■ DOCUMENT PASSAGE:
We can represent this as an XML document:
<memo>
<date> 2003-07-04 </date>
<from title = "Ms">
<name> Diane Smith
</name>
</from>
<to>
<name> Bill Jones
</name>
</to>
<to title = "Dr">
<name> Edna Sach
</name>
</to>
<re> Your performance </re>
<text> Both of you are doing an
excellent job. </text>
</memo>
The schema for memos is in memo.xsd. Here's the format:
<?xml version = "1.0"?>
<xsd:schema xmlns:xsd="http://www.w3.org/2001/XMLSchema">
<xsd:element name = "memo"
type = "MemoType"/>
<xsd:complexType name =
"MemoType">
<!-- Memo elements go here -->
</xsd:complexType>
<xsd:complexType name =
"PersonType">
<!-- person elements and
attributes go here -->
</xsd:complexType>
</xsd:schema>
Our schema declares a single element called "memo" of type MemoType. It also declares two types: MemoType and PersonType.
An instance of MemoType contains a sequence of at least five elements: a "date" element, a "from" element of type PersonType, one or more "to" elements of type PersonType, a "regarding" element of type string, and a "text" element of type string:
<xsd:complexType name = "MemoType">
<xsd:sequence>
<xsd:element name = "date"

■ REQUEST:
Copy out the XML memo and schema passage above in full, word for word and line for line.

■ SOURCE MATERIAL:
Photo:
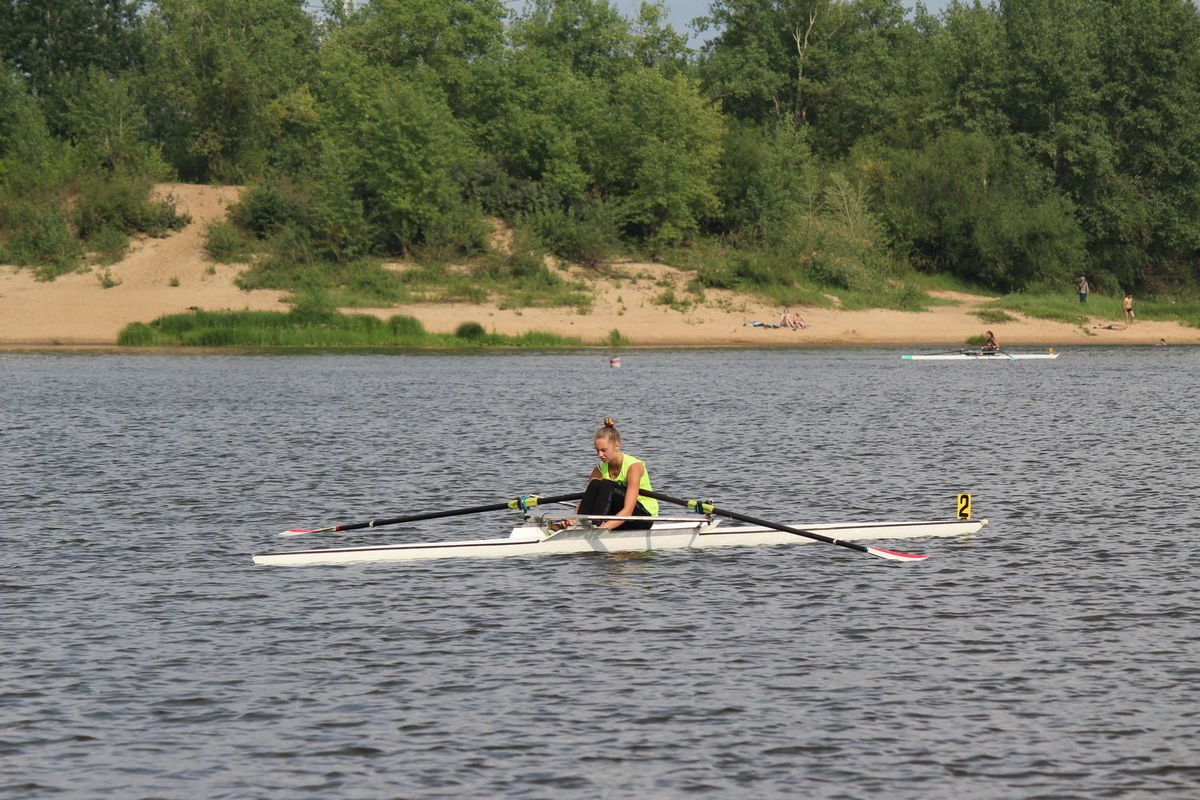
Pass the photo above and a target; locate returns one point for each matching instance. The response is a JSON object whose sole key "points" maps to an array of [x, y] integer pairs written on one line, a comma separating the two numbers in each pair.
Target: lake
{"points": [[1056, 654]]}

■ COMPLETE ANSWER:
We can represent this as an XML document:
<memo>
<date> 2003-07-04 </date>
<from title = "Ms">
<name> Diane Smith
</name>
</from>
<to>
<name> Bill Jones
</name>
</to>
<to title = "Dr">
<name> Edna Sach
</name>
</to>
<re> Your performance </re>
<text> Both of you are doing an
excellent job. </text>
</memo>
The schema for memos is in memo.xsd. Here's the format:
<?xml version = "1.0"?>
<xsd:schema xmlns:xsd="http://www.w3.org/2001/XMLSchema">
<xsd:element name = "memo"
type = "MemoType"/>
<xsd:complexType name =
"MemoType">
<!-- Memo elements go here -->
</xsd:complexType>
<xsd:complexType name =
"PersonType">
<!-- person elements and
attributes go here -->
</xsd:complexType>
</xsd:schema>
Our schema declares a single element called "memo" of type MemoType. It also declares two types: MemoType and PersonType.
An instance of MemoType contains a sequence of at least five elements: a "date" element, a "from" element of type PersonType, one or more "to" elements of type PersonType, a "regarding" element of type string, and a "text" element of type string:
<xsd:complexType name = "MemoType">
<xsd:sequence>
<xsd:element name = "date"